- _DO THIS_
Report every line of the items below that contains the word "ferris". Case counts.
>>
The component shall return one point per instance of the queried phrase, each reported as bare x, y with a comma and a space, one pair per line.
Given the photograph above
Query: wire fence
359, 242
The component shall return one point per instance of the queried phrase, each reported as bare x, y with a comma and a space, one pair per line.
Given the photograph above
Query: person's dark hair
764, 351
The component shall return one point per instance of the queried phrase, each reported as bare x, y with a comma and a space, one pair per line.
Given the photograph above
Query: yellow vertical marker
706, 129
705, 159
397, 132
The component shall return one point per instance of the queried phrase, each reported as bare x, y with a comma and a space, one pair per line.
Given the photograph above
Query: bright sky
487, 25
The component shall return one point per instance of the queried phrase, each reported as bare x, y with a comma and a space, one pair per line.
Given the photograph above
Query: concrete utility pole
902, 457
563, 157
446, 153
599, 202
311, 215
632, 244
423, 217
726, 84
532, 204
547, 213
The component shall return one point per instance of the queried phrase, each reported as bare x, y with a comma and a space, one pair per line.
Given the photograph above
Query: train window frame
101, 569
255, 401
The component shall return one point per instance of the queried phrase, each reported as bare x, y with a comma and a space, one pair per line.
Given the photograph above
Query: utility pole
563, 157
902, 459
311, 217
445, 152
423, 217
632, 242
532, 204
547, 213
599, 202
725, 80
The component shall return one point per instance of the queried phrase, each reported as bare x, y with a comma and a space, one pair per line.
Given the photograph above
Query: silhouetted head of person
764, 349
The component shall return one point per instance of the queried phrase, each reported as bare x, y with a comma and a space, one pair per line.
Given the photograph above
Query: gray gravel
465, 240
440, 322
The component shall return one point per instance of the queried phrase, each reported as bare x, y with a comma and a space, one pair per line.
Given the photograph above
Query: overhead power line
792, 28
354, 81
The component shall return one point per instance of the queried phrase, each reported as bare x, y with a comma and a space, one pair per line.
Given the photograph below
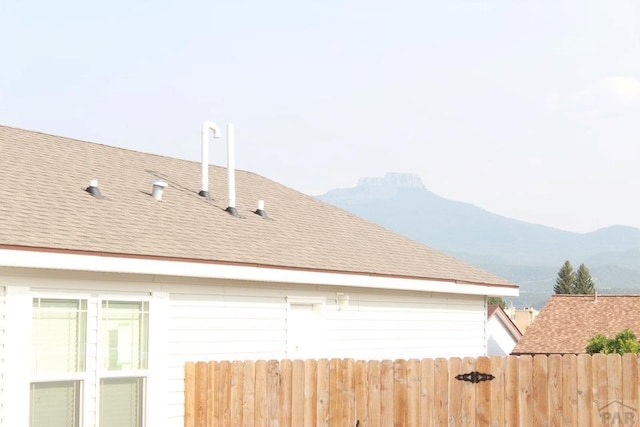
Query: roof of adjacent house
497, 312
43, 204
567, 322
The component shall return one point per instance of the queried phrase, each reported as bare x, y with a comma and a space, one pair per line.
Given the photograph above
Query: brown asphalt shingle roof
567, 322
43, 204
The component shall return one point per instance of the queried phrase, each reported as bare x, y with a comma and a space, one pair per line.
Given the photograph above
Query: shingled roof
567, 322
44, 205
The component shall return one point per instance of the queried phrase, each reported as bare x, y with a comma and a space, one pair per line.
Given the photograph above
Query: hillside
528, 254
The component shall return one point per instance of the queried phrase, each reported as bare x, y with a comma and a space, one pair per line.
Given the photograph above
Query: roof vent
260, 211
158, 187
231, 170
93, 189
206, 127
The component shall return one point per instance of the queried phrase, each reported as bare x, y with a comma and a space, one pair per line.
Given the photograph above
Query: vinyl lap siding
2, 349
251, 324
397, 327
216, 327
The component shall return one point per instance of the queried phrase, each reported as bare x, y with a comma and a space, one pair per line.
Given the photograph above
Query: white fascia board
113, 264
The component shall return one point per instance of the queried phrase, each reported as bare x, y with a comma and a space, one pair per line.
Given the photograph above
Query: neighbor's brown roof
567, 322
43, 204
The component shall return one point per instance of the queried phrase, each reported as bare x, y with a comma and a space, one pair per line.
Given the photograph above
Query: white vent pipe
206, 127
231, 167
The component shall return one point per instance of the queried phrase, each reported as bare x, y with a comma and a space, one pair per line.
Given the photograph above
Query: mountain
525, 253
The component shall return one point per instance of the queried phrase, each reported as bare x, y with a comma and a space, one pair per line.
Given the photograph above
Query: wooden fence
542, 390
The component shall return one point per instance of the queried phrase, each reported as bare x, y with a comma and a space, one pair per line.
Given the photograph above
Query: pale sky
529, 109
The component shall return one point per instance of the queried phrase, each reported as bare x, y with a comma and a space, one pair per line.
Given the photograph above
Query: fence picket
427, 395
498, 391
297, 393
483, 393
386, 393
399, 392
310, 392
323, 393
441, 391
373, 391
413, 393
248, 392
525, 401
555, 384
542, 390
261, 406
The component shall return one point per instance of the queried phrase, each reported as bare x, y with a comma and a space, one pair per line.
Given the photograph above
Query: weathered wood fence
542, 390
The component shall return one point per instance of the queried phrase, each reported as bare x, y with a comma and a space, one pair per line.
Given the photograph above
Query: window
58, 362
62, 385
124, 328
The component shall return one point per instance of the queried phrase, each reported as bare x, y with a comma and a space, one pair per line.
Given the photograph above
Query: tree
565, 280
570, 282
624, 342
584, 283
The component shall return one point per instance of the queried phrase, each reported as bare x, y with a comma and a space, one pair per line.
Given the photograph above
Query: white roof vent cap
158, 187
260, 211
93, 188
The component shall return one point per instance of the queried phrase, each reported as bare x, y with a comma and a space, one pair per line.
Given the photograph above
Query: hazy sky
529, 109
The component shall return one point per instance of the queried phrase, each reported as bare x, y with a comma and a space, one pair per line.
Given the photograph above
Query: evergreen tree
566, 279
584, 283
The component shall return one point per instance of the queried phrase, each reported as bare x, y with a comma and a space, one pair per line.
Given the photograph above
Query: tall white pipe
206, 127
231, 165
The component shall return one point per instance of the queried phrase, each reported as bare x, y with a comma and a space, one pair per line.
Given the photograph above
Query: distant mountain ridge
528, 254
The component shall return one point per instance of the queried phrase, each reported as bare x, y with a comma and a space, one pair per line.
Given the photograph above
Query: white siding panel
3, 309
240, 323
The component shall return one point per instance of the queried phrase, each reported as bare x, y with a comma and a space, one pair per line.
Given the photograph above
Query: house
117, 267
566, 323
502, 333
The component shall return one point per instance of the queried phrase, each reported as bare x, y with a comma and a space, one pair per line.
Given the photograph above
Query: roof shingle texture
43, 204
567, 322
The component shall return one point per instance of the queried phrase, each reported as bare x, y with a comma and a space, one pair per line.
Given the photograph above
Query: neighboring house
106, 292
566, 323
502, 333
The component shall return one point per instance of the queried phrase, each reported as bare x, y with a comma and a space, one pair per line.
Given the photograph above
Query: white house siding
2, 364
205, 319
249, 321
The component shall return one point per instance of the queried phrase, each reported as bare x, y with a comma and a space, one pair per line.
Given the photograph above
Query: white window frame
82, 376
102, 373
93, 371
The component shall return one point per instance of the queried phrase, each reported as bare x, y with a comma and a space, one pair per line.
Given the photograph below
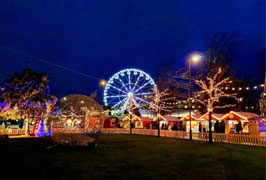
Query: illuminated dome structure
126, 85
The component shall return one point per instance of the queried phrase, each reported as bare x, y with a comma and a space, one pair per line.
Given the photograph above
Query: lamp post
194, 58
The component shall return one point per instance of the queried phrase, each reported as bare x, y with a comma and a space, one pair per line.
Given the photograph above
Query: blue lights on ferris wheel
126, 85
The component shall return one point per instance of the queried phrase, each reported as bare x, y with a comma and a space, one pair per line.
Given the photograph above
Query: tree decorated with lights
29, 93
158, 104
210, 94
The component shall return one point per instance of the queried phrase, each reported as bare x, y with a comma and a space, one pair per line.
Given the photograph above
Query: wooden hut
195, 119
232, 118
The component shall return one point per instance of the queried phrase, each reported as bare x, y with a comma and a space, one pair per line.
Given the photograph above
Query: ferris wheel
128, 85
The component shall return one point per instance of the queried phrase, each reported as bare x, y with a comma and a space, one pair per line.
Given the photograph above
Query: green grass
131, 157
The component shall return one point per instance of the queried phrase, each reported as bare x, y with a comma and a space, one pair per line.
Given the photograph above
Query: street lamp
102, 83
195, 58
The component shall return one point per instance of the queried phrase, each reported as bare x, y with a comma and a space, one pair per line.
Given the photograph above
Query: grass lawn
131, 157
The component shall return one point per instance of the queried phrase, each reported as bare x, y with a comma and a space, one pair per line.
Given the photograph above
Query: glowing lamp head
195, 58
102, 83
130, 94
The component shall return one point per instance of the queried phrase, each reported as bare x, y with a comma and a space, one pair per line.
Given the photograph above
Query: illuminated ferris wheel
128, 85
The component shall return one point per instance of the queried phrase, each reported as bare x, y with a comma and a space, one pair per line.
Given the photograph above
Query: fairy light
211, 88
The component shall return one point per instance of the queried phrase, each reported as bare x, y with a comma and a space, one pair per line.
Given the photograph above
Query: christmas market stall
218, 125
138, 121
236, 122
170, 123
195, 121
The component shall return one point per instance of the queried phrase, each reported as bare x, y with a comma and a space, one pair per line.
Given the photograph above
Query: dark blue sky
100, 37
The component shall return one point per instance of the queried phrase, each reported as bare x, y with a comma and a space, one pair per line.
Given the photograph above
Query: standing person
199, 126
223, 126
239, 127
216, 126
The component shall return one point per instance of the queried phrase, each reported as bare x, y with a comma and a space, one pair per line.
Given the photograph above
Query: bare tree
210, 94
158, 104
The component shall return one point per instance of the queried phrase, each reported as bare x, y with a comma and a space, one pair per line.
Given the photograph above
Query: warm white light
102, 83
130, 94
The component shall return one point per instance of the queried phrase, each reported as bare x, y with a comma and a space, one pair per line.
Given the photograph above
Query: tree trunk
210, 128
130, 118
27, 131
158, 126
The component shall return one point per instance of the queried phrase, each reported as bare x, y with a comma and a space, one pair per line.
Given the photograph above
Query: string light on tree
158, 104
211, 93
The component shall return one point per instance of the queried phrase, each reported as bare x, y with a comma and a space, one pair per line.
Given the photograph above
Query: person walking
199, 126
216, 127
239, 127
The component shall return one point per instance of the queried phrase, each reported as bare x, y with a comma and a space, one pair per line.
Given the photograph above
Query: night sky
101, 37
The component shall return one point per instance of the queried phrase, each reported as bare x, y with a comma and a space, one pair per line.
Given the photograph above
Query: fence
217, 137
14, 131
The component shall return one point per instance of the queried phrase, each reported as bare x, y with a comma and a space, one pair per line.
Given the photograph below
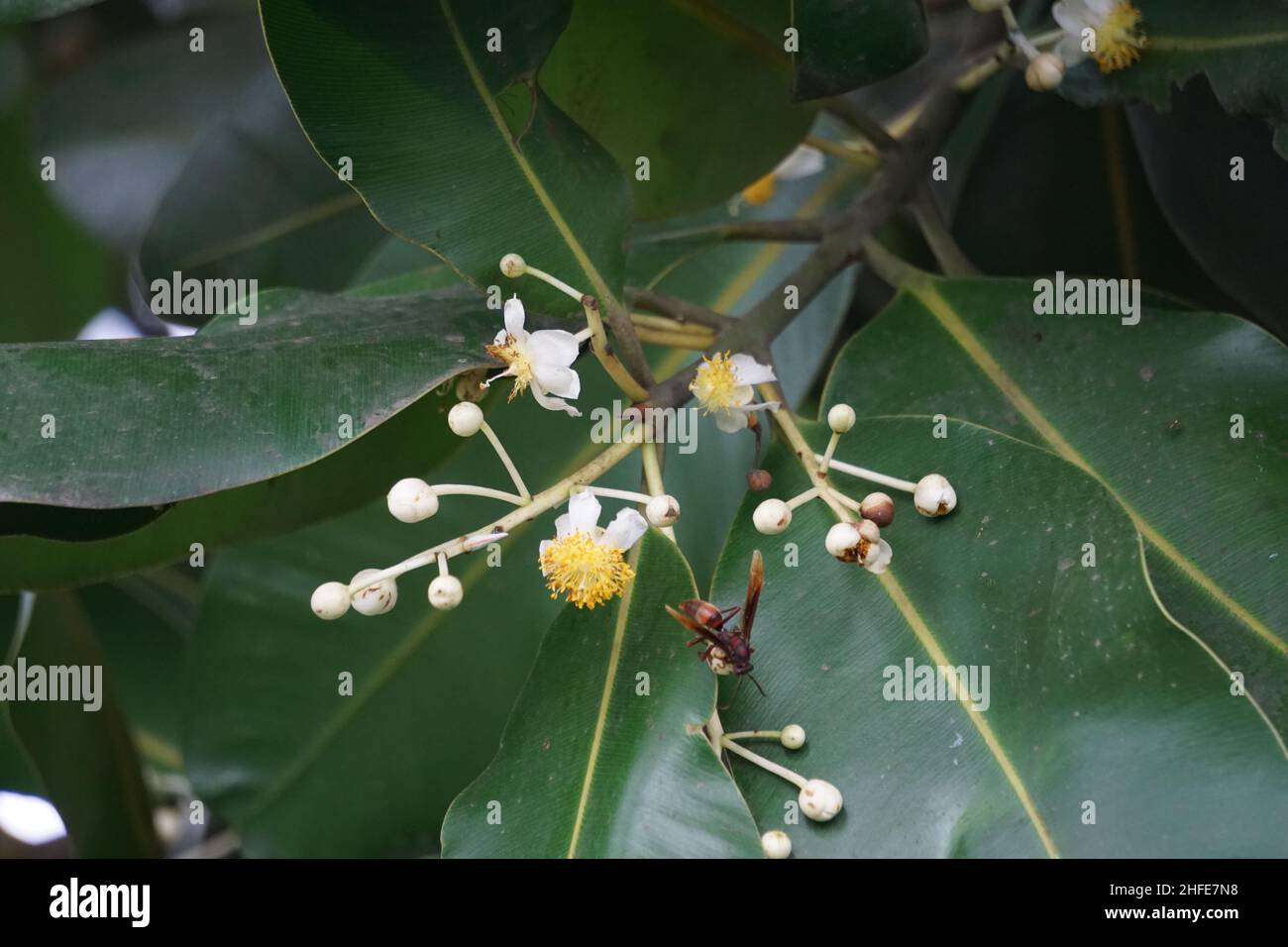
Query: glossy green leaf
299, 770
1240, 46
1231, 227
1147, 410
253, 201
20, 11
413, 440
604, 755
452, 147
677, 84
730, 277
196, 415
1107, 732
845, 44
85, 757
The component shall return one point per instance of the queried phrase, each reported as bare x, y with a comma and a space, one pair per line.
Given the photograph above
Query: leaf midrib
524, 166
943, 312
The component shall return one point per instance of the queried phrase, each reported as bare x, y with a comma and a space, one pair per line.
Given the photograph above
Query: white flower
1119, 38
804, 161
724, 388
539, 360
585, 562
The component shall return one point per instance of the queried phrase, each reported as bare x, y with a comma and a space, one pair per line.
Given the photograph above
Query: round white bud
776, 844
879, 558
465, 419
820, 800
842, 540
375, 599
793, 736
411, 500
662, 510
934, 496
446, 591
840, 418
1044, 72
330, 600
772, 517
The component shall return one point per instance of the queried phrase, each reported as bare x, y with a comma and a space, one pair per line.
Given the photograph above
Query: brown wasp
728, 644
<<
- _RIGHT ANSWER_
Query: blue lights on ferris wheel
Query: ferris wheel
Query: illuminated ferris wheel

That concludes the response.